▶ **Tasks to complete**
[1] Answer these questions about the article on how oil works, marking each answer (a), (b), or (c):
(a) How does the article define viscosity?
(b) What happens to an oil's viscosity when it is heated?
(c) What range does the article give for the coefficient of friction with boundary lubrication?
[2] Write the next part of the article on how oil works, continuing after the sentence on physical adsorption.

▶ **Document passage**
# # # # #
Displaying items by tag: How does oil work

How does oil work? Part two.
By John S. Evans, B.Sc

Boundary lubrication
Three parameters need to be considered when looking at the various lubrication regimes. They are: the load placed on the surfaces, the speed at which they are moving relative to each other, and the viscosity of the lubricant. Viscosity is a very important property of a lubricant and will be defined at this point as a fluid's resistance to flow at a particular temperature. Fluids that have high viscosities do not flow easily (such as molasses) - high viscosity oils are sometimes referred to as 'thick' oils. Fluids with low viscosities flow easily (such as water) - low viscosity oils are sometimes referred to as 'thin' oils.

It is important to remember that when an oil is heated up, its viscosity will decrease. In other words, it will 'thin out'. Likewise the viscosity will increase as the temperature decreases and the oil will 'thicken up'. Because of this an oil's viscosity must always be accompanied by the temperature at which the measurement was made for it to mean anything.

In a situation for ideal lubrication the viscosity and the speed should be high and the load low. If this were always the case then lubricated surfaces would always be separated and only fluid friction would come into play. Unfortunately we do not live in an ideal world and this is not always possible.

In the case of a plain bearing and a journal there will be a small amount of lubricant between the mating surfaces. However, because of the load and zero speed on start-up, the lubricant film will not completely separate the bearing from the journal. In this situation the asperities will break through the lubricant film and make contact; this is known as boundary lubrication. All is not lost, however, and the situation is far better than if no oil were present at all. Typically, the coefficient of friction of unlubricated metal surfaces ranges between 1.5 and 0.5. With boundary lubrication it is between 0.1 and 0.02.

Boundary lubrication can be subdivided into: oily lubrication, antiwear lubrication and EP (extreme pressure) lubrication.

1. Oily lubrication takes place through two distinct mechanisms:

Physical adsorption, whereby oil molecules and compounds blended into the oil are attracted electrostatically to metal surfaces and form bimolecular layers due to the polar nature of these compounds.
# # # # #
▶ **Dataset excerpts**
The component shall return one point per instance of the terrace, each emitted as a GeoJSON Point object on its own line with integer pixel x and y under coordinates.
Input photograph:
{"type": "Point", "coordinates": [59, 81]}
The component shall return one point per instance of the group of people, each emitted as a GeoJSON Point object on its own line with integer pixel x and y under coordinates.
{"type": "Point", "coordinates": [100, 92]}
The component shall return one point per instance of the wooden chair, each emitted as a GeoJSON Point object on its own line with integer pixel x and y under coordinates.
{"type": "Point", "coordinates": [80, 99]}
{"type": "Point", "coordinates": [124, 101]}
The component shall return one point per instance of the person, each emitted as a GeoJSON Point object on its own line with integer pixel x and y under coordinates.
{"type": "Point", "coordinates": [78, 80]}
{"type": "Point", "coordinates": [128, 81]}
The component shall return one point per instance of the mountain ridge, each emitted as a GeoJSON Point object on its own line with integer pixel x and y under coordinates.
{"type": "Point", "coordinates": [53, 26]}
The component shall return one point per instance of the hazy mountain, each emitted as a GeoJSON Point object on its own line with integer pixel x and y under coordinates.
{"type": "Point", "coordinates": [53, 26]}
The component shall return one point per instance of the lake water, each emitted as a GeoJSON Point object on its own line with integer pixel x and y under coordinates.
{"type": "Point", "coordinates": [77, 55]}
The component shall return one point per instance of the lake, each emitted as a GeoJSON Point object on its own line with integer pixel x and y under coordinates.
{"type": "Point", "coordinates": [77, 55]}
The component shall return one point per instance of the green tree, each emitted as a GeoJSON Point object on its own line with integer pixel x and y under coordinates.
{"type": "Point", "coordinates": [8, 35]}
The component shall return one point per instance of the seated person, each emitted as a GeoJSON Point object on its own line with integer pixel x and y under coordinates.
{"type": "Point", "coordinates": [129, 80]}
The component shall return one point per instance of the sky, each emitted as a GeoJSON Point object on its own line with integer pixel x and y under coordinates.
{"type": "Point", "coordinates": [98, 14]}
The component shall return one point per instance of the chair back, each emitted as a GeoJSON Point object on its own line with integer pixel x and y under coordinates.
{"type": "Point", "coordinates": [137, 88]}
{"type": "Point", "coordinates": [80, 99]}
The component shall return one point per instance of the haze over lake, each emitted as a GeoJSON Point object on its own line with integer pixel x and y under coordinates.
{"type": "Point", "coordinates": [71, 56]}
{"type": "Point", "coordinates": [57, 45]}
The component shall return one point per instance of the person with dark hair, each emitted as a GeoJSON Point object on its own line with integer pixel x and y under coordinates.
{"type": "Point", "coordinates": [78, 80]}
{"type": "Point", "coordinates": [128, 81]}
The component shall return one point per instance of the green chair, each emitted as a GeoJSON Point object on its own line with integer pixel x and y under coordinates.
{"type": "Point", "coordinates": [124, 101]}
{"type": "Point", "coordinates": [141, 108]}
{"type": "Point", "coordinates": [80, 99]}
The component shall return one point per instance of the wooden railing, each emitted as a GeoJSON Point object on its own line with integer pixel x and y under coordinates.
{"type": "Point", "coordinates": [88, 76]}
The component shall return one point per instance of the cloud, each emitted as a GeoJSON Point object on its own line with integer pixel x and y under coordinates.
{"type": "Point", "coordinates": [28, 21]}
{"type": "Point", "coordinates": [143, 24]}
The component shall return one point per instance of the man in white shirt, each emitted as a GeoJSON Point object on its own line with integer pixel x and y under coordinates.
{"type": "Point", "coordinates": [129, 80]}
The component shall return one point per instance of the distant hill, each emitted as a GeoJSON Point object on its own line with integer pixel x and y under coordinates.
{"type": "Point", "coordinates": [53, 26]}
# # # # #
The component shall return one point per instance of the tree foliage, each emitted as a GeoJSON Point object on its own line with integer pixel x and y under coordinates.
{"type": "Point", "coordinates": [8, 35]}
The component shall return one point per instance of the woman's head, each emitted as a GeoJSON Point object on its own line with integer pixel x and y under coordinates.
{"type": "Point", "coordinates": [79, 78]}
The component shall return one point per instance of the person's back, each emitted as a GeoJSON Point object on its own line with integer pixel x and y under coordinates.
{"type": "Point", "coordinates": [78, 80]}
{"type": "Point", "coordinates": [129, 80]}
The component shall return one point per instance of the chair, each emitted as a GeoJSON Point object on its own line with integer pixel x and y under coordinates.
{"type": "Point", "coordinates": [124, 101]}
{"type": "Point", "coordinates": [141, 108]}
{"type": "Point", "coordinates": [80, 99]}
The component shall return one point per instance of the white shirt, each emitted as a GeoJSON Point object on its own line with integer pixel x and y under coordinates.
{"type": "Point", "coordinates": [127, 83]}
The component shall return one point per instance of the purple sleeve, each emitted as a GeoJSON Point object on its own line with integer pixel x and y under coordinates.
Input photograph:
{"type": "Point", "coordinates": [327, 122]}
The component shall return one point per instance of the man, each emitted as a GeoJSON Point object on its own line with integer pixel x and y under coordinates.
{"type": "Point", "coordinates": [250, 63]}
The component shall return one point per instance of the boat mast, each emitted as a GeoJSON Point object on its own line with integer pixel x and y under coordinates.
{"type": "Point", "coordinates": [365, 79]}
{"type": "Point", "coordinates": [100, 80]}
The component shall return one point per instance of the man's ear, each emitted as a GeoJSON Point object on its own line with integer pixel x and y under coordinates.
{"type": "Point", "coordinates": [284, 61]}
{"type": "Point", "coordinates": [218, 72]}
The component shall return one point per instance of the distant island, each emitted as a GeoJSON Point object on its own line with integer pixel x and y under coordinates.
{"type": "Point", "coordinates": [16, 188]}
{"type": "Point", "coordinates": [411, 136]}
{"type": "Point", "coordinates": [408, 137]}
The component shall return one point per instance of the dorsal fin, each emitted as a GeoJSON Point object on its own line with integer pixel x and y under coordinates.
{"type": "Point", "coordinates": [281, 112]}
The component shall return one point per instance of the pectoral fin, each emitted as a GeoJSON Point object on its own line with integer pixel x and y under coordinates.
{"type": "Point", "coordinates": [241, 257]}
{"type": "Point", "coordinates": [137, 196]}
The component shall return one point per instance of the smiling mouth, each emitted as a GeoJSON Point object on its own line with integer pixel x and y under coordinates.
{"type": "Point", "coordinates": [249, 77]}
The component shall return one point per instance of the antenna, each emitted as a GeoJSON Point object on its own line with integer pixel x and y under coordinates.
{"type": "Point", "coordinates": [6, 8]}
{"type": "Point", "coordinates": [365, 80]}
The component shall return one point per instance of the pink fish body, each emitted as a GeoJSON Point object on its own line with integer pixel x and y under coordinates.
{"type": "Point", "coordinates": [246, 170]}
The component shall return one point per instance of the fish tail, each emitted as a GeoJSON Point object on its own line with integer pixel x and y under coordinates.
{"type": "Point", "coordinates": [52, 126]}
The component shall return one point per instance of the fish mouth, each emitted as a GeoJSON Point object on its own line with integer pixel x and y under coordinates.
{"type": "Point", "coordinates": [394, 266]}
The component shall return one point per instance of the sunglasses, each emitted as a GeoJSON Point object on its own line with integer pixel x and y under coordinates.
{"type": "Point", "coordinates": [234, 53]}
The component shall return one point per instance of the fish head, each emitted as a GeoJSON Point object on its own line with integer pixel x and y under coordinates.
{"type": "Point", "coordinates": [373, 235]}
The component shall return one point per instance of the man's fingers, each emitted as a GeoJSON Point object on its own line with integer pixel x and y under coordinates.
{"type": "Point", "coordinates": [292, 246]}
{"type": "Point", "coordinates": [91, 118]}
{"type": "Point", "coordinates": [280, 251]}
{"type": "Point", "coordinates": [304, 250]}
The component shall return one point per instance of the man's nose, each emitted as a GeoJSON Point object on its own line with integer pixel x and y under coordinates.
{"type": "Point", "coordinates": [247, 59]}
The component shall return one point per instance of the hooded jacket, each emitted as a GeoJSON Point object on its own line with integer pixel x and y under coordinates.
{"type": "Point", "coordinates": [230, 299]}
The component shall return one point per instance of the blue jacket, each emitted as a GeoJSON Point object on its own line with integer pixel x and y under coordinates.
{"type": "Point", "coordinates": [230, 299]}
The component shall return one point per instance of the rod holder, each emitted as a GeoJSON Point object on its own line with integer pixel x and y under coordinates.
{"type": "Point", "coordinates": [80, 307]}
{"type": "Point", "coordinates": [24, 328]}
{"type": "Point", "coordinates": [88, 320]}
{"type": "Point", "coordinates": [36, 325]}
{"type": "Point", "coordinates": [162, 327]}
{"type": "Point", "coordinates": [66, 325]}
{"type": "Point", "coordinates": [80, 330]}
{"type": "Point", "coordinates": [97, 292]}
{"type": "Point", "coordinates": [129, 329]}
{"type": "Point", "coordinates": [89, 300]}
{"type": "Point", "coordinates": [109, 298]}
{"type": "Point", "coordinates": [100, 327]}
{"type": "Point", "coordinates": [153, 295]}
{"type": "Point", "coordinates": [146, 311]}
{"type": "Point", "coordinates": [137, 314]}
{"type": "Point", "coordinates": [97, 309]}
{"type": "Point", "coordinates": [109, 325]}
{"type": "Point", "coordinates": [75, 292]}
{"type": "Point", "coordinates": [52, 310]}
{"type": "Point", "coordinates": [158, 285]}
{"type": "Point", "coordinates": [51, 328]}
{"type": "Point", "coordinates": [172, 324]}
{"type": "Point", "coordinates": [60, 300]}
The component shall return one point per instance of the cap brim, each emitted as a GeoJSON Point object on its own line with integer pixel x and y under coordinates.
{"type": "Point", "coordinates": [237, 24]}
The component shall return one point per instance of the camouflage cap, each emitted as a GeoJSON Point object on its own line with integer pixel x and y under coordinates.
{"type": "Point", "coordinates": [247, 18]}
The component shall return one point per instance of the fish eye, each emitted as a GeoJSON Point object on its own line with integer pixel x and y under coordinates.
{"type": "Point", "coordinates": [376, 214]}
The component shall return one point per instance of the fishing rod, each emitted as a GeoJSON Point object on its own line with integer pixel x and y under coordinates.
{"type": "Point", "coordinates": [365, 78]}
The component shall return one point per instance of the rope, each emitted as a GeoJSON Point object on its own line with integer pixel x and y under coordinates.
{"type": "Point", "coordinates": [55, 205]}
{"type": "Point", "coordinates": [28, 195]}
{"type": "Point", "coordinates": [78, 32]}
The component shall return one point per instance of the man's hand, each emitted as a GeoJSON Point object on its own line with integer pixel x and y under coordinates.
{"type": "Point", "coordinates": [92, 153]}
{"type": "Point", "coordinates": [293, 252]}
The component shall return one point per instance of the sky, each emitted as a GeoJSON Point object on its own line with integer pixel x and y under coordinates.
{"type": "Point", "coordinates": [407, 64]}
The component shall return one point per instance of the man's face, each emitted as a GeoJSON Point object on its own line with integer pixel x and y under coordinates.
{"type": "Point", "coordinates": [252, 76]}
# # # # #
▶ **The replies**
[1]
(a) Viscosity is a fluid's resistance to flow at a particular temperature.
(b) It decreases, meaning the oil "thins out."
(c) Between 0.1 and 0.02.

[2]
A chemical reaction also takes place causing certain compounds in the oil to attach themselves chemically to the metal surfaces. This allows very thin films, usually only one or two molecules thick, to form and help reduce friction whilst not totally separating the metal surfaces (see Diagram 3).

2. Antiwear lubrication occurs because of the presence of chemical compounds in the oil that are specifically designed to react with metal surfaces and form a protective layer. The melting point of these compounds is fairly low and is below the temperature at which EP compounds are effective. Antiwear additives are sometimes referred to as mild EP additives.

3. EP lubrication is required where high pressures and hence high temperatures are encountered. This is achieved by the addition of compounds that contain phosphor which has a high melting point and low shear strength. In other words, they they make the metal surfaces slippery.

Mixed film lubrication
The coefficient of friction in a plain bearing is related to the load on the bearing, the speed at which it is turning and the viscosity of the oil that is lubricating the system. Assuming the viscosity remains constant throughout (as will the load) then the coefficient of friction will vary with the change in speed. On start-up the speed is low (zero) so that the coefficient of friction will be high but will decrease as the speed increases. The graph below illustrates the relationship where initially the solid friction is very high but is gradually replaced with fluid friction as the journal begins to turn.

Mixed film lubrication occurs when boundary lubrication is reduced but the mating surfaces are not quite separated and are supported by a full film of lubricant
(see Diagram 4).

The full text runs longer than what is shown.